_AIM OF THE TASK_
Copy out the records starting at the line that contains "of the black" and ending at the end of the records, swapping "trousers" for "pants" and leaving everything else unchanged.

_RAW RECORDS_
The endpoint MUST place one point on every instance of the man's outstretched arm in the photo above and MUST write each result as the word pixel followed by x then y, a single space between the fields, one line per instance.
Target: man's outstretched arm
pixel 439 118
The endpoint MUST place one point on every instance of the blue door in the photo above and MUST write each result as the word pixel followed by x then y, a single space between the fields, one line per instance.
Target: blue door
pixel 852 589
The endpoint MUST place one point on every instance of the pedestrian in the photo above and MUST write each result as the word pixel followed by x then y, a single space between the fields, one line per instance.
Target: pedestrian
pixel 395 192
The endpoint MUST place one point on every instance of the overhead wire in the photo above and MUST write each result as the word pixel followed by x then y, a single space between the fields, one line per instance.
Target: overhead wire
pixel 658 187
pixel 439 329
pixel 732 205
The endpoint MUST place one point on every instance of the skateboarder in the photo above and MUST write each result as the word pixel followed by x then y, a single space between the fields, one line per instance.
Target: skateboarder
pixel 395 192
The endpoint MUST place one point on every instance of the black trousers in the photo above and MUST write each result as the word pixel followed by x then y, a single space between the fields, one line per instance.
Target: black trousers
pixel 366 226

_REPLY_
The endpoint MUST place one point on every instance of the black pants in the photo above and MUST write each result as the word pixel followed by x then y, a single space between the fields, one line per instance.
Target: black pants
pixel 366 226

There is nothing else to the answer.